··· WORKING DATA

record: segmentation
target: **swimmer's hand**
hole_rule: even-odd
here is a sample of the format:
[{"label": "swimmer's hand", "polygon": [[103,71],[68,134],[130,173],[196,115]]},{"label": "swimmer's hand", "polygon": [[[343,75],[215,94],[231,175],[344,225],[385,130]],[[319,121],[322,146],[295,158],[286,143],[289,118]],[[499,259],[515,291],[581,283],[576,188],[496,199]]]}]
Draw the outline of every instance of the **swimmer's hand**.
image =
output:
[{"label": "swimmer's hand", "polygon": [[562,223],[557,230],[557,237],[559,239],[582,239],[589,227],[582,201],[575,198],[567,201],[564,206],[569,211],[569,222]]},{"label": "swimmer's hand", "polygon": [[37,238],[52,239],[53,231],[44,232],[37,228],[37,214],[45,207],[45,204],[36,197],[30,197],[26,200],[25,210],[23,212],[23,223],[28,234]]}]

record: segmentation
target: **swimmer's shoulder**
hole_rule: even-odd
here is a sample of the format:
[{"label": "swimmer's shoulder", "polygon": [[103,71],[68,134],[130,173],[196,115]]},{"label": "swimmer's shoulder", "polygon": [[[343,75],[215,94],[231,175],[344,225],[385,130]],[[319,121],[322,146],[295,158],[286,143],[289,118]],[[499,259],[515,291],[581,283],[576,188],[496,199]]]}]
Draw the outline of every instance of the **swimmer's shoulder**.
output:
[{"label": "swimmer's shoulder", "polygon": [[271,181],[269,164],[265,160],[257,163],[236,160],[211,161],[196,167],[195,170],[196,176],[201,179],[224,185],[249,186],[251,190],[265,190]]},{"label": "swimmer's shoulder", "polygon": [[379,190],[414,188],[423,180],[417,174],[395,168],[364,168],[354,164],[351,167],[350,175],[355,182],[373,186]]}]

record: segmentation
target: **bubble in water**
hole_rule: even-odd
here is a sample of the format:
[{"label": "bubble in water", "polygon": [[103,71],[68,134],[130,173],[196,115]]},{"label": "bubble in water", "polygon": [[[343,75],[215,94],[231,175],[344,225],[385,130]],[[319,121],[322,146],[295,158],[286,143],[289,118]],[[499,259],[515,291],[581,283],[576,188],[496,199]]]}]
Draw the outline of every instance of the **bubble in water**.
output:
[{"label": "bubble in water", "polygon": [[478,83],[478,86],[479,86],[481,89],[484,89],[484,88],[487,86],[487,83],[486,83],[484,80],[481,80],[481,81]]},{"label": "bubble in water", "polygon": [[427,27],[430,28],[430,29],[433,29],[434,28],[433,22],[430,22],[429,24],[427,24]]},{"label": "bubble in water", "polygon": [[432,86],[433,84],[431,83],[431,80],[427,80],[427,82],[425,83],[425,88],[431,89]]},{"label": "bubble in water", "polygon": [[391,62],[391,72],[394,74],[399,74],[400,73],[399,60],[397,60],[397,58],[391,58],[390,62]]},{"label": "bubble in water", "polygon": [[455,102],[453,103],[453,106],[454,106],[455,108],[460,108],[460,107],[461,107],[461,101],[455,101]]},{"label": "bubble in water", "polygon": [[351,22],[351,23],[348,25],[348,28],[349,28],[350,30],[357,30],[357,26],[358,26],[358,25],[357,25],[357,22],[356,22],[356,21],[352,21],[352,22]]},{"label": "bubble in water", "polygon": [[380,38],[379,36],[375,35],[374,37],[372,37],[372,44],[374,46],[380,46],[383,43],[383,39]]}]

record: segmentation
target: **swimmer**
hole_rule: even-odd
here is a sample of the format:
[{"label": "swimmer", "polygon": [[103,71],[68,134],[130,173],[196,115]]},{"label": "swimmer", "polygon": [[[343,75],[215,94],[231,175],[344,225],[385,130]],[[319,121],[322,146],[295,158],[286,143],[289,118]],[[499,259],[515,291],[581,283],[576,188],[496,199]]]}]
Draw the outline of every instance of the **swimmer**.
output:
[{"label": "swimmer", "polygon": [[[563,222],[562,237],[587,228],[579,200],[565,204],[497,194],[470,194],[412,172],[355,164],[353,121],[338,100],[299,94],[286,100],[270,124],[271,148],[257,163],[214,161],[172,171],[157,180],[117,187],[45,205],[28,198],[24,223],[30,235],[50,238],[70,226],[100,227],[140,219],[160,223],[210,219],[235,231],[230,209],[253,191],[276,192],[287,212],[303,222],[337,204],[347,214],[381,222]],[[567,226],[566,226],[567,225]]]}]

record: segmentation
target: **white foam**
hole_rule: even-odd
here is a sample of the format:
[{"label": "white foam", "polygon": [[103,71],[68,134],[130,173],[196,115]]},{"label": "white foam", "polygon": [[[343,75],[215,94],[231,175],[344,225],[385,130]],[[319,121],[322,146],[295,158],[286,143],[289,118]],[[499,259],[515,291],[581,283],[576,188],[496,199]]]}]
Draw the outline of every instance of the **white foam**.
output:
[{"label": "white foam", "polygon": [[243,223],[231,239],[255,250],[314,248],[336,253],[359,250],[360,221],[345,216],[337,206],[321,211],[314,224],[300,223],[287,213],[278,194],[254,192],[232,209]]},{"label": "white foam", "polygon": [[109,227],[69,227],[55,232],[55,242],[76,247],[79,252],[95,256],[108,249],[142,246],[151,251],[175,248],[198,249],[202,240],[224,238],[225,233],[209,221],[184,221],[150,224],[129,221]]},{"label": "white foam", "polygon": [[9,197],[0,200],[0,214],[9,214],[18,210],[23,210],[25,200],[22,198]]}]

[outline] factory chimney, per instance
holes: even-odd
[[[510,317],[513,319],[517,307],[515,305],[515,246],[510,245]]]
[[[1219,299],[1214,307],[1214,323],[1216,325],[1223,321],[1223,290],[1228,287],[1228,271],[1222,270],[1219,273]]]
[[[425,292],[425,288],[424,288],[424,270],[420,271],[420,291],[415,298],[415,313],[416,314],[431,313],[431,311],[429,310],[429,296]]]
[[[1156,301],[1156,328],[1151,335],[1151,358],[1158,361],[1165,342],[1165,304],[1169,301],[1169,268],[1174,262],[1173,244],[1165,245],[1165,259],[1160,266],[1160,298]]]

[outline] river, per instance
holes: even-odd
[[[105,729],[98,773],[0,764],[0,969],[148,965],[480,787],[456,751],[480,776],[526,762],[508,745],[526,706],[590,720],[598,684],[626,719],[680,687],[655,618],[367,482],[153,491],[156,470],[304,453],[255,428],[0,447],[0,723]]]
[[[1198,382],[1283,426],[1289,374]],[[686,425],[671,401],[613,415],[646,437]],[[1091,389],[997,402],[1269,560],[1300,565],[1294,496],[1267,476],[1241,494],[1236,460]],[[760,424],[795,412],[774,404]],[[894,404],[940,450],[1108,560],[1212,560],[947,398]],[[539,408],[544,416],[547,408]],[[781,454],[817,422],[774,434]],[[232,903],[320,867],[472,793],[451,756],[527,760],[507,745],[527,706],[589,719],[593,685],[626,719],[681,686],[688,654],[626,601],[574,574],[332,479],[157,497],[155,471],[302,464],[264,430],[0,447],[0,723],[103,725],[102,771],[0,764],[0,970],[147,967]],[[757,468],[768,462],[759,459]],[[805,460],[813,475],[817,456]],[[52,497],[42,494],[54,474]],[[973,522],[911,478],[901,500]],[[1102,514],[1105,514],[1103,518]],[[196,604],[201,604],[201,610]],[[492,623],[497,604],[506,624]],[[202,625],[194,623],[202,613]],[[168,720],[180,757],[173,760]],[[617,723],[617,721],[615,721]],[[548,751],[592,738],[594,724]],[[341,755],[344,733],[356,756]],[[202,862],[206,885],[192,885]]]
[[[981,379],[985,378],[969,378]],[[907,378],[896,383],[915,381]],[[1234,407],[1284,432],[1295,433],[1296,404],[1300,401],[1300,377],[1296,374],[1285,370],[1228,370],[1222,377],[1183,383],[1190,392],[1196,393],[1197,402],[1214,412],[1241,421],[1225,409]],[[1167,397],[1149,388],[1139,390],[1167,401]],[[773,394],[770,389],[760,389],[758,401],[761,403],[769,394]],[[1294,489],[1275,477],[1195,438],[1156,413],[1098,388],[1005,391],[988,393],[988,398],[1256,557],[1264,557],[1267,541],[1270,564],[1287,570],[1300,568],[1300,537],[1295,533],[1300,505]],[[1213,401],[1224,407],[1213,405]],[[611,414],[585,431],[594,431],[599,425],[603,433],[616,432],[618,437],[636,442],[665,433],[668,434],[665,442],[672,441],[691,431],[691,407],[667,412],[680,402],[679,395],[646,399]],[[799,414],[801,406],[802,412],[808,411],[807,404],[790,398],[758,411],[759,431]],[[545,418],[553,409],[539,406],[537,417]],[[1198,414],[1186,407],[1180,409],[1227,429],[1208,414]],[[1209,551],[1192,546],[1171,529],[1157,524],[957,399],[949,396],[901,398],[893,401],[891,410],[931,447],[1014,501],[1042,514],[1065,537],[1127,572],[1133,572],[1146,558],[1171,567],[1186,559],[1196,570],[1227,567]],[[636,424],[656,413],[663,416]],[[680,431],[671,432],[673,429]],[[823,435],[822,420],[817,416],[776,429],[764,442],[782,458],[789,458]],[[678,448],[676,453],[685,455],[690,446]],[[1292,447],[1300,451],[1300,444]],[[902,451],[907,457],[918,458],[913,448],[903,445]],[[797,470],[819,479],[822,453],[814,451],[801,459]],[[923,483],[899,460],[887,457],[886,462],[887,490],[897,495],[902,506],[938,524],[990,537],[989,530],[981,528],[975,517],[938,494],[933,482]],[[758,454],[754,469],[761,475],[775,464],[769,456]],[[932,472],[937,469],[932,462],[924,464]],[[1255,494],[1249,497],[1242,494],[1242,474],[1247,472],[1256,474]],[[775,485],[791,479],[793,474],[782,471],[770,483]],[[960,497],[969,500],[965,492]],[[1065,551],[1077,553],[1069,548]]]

······
··· WORKING DATA

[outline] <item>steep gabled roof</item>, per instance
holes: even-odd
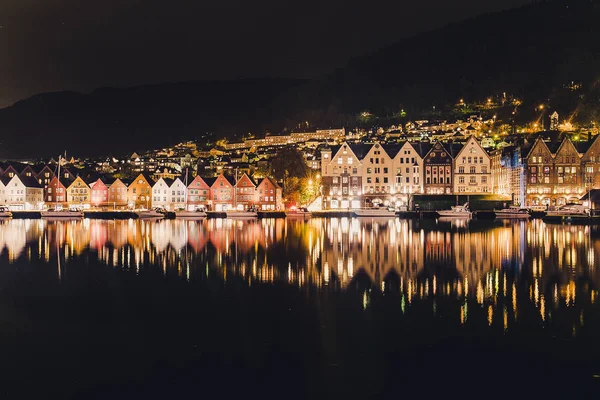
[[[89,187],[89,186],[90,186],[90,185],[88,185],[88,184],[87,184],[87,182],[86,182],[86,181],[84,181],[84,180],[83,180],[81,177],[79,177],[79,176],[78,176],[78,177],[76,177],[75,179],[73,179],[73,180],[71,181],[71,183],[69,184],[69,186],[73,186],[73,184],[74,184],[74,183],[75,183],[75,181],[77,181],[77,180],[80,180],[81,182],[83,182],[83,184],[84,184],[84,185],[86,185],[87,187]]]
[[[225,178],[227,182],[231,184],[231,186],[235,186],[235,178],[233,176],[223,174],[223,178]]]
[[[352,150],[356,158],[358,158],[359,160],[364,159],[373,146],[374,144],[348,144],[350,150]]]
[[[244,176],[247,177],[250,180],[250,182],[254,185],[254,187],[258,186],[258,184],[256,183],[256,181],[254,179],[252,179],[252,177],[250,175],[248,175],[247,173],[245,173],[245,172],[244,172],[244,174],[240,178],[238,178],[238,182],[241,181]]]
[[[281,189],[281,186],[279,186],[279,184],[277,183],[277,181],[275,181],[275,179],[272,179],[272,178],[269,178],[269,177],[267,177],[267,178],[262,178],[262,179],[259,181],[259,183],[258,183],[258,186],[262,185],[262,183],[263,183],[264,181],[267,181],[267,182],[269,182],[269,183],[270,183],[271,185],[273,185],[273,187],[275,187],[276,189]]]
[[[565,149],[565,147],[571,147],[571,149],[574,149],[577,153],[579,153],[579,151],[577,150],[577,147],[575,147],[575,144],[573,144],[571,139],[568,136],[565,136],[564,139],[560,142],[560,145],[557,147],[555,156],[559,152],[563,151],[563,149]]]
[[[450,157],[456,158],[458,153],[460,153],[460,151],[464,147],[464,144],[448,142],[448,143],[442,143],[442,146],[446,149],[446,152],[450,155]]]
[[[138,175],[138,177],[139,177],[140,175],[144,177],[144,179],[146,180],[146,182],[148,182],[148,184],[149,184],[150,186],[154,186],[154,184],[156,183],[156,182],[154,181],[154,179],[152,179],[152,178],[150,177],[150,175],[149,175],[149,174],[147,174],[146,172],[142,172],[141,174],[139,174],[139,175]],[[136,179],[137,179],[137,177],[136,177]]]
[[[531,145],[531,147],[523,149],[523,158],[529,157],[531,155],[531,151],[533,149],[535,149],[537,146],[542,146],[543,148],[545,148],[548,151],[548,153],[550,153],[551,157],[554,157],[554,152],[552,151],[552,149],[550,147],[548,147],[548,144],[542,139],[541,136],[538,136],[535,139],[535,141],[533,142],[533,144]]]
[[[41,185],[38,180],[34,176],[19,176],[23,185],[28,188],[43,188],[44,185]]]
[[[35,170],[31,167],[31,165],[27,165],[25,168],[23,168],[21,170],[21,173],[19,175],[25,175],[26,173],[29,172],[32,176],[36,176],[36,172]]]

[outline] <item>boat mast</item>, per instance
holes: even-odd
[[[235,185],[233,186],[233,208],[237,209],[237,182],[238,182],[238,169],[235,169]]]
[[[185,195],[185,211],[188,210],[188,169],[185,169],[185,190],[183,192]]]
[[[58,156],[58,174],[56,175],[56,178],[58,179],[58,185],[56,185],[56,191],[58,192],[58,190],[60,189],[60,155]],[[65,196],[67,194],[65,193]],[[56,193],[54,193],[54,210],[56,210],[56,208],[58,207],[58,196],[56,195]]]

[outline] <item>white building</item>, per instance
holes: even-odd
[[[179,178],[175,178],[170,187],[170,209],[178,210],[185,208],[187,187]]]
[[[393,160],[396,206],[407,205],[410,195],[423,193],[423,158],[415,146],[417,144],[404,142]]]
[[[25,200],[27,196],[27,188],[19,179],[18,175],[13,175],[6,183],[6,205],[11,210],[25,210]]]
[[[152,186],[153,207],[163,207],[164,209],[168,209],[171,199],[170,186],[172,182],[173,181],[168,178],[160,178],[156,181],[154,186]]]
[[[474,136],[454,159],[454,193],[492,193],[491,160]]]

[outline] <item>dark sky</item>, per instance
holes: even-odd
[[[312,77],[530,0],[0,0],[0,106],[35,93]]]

······

Copy the records above exactly, beginning at the line that contains "target: **swimmer**" and stopping after the line that contains "Draw the outline of every instance of the **swimmer**.".

target: **swimmer**
hole_rule: even-odd
here is a sample of the format:
[{"label": "swimmer", "polygon": [[103,71],[68,134],[130,173],[196,115]]},{"label": "swimmer", "polygon": [[[343,75],[215,94],[231,175],[344,225],[385,130]],[[319,121],[322,146],[295,158],[286,143],[289,118]],[[499,259],[515,291],[581,283],[576,188],[496,199]]]}]
Draw the outline of every instance of the **swimmer**.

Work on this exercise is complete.